### Extracted material
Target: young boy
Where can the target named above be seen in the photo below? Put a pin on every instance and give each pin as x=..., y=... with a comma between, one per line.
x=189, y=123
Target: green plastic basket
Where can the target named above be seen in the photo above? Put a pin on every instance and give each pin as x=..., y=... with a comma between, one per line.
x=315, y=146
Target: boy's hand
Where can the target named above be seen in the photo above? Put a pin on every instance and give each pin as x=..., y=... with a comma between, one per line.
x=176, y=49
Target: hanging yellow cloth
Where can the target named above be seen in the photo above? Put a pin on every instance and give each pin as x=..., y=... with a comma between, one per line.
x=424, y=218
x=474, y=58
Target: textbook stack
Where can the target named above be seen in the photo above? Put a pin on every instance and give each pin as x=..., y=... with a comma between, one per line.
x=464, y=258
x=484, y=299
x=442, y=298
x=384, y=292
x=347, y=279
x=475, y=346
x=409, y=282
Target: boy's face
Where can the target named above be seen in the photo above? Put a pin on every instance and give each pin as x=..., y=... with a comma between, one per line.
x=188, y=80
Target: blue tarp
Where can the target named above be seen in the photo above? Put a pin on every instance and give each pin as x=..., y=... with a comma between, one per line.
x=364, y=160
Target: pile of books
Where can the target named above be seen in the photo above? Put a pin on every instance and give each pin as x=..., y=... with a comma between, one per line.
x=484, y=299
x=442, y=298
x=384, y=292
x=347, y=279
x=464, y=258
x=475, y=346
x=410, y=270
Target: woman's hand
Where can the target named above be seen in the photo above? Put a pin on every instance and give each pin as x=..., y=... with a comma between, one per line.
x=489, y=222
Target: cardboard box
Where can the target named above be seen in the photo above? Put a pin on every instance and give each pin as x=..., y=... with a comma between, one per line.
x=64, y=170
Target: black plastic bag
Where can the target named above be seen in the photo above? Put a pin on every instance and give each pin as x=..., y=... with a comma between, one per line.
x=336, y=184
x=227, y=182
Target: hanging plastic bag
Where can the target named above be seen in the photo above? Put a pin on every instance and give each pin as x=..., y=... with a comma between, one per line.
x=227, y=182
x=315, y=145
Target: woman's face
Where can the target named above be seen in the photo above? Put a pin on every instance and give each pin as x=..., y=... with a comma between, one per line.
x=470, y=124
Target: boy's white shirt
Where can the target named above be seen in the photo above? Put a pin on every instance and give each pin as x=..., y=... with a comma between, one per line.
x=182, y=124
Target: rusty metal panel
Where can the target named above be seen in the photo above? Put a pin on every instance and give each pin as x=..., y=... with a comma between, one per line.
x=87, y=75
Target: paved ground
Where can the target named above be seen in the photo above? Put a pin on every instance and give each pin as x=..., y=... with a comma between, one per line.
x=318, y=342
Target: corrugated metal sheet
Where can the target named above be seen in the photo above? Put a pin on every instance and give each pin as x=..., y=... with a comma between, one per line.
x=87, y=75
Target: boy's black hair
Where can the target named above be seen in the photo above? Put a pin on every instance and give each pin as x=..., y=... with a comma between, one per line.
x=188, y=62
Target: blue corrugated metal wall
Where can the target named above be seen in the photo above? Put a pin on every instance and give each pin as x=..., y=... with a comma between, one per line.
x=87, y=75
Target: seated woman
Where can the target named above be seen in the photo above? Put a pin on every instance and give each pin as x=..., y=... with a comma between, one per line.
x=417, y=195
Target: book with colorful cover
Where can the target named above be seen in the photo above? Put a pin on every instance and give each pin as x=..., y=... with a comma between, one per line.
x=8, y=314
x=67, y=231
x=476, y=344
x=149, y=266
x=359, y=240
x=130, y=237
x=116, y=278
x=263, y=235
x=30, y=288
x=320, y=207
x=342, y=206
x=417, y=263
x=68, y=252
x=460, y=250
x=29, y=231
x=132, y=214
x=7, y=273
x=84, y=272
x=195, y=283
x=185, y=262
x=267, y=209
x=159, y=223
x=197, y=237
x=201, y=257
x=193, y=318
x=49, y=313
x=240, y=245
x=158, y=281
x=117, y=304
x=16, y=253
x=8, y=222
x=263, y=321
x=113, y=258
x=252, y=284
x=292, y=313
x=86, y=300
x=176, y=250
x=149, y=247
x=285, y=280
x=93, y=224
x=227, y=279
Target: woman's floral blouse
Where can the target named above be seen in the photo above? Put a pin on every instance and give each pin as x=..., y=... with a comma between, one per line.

### Prompt
Once the listing has been read, copy every line of it exactly.

### Task solution
Target: young boy
Where can the target named above be seen in the photo below? Put a pin on every instance and give each pin as x=..., y=... with a comma between, one per line.
x=189, y=123
Target: green plastic basket
Where can the target named above be seen in the photo above? Put a pin on every instance and give each pin as x=..., y=... with a comma between, one per line.
x=315, y=146
Target: boy's hand
Where can the target named above be seen in the photo above? Put a pin on every instance and give each pin as x=..., y=... with a comma between, one per line.
x=176, y=49
Target: hanging yellow cloth
Where can the target named above be seen in the photo above? Put a pin on every instance and give each pin as x=..., y=... with a comma between, one per line.
x=424, y=218
x=474, y=58
Target: textbook stack
Where can the target named above be seen in the photo above? Put a pin on every instance and give each pin as x=..., y=... with a comma between, one per line.
x=464, y=258
x=484, y=299
x=442, y=298
x=384, y=292
x=347, y=279
x=475, y=346
x=409, y=282
Target: boy's face
Where can the target named above be seen in the photo above? Put a pin on every instance and give each pin as x=..., y=... with a comma between, one per line.
x=188, y=80
Target: blue tarp
Where can the target named above be seen in the photo above? Put a pin on every instance and give each pin as x=..., y=... with a comma between, one per line.
x=364, y=160
Target: pile of books
Where can the target named above be seen in the photo above? Put a pin on every instance and give each pin as x=..., y=... with a comma between, one per line.
x=484, y=299
x=442, y=298
x=384, y=292
x=347, y=279
x=464, y=258
x=475, y=346
x=410, y=270
Target: woman's hand
Where can the target named above be seen in the photo above? Put a pin on every instance and give each pin as x=..., y=... with a comma between, one per line.
x=489, y=222
Target: cardboard box
Where can the target named above be seen in the photo above? Put a pin on every instance and give each pin as x=..., y=... with a comma between, one per line.
x=64, y=170
Target: black plastic bag
Where can the target named above be seen in the photo above? Put a pin on every instance and give each pin as x=..., y=... with a comma between, one per line.
x=336, y=184
x=227, y=182
Target: hanging plastic bag
Where can the target named above be seen in the photo above? Put a pin on every instance and give each pin as x=..., y=... with a comma between, one per line.
x=227, y=182
x=315, y=145
Target: woman's face
Where can the target named above be seen in the photo above? Put a pin on every instance and give each pin as x=..., y=... with a comma between, one per line.
x=470, y=124
Target: boy's white shirt
Where can the target named above be seen in the photo above? Put a pin on every instance and give each pin as x=..., y=... with a comma between, one per line.
x=182, y=124
Target: rusty metal panel
Where can the target named above be seen in the photo above? Put a pin on every instance and give each pin as x=..., y=... with a comma between, one per line.
x=87, y=75
Target: paved ground
Where can the target named above be seen in the photo above? Put a pin on every instance and give each pin as x=..., y=... with a comma between, one per line.
x=318, y=342
Target: corrugated metal sheet
Where can the target named above be seen in the photo above? Put a pin on every instance and give each pin as x=..., y=... with a comma between, one per line.
x=87, y=75
Target: boy's black hair
Where can the target named above be seen in the photo above? Put a pin on every instance and give each pin as x=..., y=... with a comma between, one per line.
x=188, y=62
Target: blue corrugated metal wall
Where can the target named above be seen in the photo above? Put a pin on every instance and give each pin as x=..., y=... with a comma between, one per line.
x=87, y=75
Target: seated woman
Where can the target named above be seen in the photo above? Put a pin on every instance and give each pin as x=..., y=... with a comma between, one per line.
x=417, y=195
Target: book with colorful cover
Where can the target named above be seen in the photo above? Put a pin on every instance and give each pin as x=..., y=... with a comma between, one per line.
x=8, y=314
x=67, y=231
x=476, y=344
x=149, y=266
x=359, y=240
x=130, y=237
x=116, y=278
x=263, y=235
x=30, y=288
x=320, y=207
x=342, y=206
x=417, y=263
x=68, y=252
x=460, y=250
x=29, y=231
x=132, y=214
x=7, y=273
x=84, y=272
x=195, y=283
x=185, y=262
x=267, y=209
x=159, y=223
x=197, y=237
x=201, y=257
x=193, y=318
x=49, y=313
x=240, y=245
x=158, y=281
x=117, y=304
x=16, y=253
x=8, y=222
x=263, y=321
x=113, y=258
x=252, y=284
x=292, y=313
x=86, y=300
x=176, y=250
x=149, y=247
x=285, y=280
x=93, y=224
x=227, y=279
Target: woman's floral blouse
Where can the target named above be seen in the photo above? Put a pin on every instance and give each pin as x=..., y=... with a comma between, one per line.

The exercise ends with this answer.